PROBLEM TO SOLVE | Can you turn everything in the listing below, from the line containing "Note: spot the cow leg" down to the line containing "(1105, 712)", both included, into a JSON list of strings with one string per line and blank lines omitted?

────────────────────────────────────────

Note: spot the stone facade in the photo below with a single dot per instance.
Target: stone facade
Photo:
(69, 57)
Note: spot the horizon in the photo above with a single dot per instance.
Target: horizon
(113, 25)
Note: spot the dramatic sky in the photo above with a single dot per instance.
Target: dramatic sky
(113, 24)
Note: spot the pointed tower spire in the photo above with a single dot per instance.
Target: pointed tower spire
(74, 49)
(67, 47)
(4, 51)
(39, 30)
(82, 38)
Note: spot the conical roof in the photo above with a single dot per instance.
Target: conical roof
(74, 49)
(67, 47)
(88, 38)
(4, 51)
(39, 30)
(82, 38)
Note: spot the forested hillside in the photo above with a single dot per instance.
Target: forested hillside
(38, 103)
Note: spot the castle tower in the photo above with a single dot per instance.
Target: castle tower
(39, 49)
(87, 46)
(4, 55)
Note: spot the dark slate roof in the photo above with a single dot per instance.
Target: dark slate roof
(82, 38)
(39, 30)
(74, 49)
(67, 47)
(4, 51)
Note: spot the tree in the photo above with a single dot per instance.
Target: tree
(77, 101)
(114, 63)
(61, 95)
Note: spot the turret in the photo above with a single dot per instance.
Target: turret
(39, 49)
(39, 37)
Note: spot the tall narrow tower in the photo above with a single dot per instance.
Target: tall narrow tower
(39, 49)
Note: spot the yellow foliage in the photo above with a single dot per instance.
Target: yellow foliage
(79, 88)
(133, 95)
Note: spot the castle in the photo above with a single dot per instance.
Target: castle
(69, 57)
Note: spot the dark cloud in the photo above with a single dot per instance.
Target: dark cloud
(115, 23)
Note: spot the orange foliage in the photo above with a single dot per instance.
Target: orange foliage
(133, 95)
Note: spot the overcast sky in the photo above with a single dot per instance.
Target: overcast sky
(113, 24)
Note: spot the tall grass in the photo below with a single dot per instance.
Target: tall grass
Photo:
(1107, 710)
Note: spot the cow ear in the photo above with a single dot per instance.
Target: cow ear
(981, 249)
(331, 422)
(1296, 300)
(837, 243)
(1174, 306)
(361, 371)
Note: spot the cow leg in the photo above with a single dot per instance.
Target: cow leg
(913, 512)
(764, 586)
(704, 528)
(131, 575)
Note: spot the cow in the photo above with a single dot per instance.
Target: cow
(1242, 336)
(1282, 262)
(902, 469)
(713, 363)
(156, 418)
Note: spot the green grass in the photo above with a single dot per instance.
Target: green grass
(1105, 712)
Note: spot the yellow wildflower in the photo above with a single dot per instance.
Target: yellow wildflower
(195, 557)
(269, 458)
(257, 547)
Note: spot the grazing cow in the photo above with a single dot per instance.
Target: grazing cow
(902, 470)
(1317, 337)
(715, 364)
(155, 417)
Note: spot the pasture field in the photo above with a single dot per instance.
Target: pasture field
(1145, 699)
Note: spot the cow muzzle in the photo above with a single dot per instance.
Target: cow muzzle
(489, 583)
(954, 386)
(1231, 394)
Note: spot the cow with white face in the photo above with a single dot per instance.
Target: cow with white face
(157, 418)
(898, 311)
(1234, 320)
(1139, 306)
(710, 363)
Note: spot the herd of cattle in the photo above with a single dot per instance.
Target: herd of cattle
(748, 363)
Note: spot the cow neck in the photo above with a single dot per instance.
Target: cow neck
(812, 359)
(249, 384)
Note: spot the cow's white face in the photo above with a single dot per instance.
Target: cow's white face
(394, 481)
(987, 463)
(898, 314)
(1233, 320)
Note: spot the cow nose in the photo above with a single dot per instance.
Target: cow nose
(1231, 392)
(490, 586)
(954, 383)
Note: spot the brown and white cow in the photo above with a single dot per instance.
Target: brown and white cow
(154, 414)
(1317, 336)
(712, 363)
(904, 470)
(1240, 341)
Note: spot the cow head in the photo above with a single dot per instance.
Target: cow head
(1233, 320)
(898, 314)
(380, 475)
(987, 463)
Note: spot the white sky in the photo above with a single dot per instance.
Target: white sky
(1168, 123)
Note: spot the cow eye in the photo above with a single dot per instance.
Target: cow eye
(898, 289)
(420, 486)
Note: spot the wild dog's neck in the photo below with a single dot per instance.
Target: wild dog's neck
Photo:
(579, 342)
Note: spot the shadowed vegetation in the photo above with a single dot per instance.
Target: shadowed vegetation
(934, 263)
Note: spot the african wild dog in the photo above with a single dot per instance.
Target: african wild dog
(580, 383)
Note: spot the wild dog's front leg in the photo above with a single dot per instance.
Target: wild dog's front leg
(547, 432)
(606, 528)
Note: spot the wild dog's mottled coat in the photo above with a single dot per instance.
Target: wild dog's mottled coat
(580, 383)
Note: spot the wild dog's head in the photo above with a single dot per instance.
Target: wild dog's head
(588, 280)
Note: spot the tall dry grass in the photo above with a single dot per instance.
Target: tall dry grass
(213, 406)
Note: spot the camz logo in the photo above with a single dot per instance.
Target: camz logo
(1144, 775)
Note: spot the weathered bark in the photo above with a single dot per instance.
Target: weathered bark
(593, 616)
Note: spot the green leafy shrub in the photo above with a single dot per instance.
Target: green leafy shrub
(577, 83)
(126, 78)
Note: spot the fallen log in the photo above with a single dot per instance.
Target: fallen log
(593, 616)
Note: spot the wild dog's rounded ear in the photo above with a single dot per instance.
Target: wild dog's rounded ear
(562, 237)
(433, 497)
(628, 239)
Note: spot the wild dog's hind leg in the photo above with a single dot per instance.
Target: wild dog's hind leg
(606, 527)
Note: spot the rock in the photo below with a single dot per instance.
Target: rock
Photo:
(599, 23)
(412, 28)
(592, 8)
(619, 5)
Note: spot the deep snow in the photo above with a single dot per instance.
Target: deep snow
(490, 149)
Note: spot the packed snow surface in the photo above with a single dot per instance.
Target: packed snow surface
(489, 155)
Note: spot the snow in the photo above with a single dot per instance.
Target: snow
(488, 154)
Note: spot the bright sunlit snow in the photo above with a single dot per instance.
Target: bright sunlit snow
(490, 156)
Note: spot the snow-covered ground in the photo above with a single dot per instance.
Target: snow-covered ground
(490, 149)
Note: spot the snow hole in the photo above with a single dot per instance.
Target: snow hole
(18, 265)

────────────────────────────────────────

WRITTEN SOLUTION |
[
  "Note: spot the cow leg in the photo above with a single dot per instance.",
  "Target: cow leg",
  "(913, 512)",
  "(764, 586)",
  "(704, 528)",
  "(131, 575)",
  "Note: spot the cow in the photo above with a single dot per instance.",
  "Target: cow",
  "(1242, 336)",
  "(1282, 262)",
  "(902, 469)",
  "(713, 363)",
  "(156, 418)",
  "Note: spot the green grass in the photo above with a single dot per instance.",
  "Target: green grass",
  "(1105, 712)"
]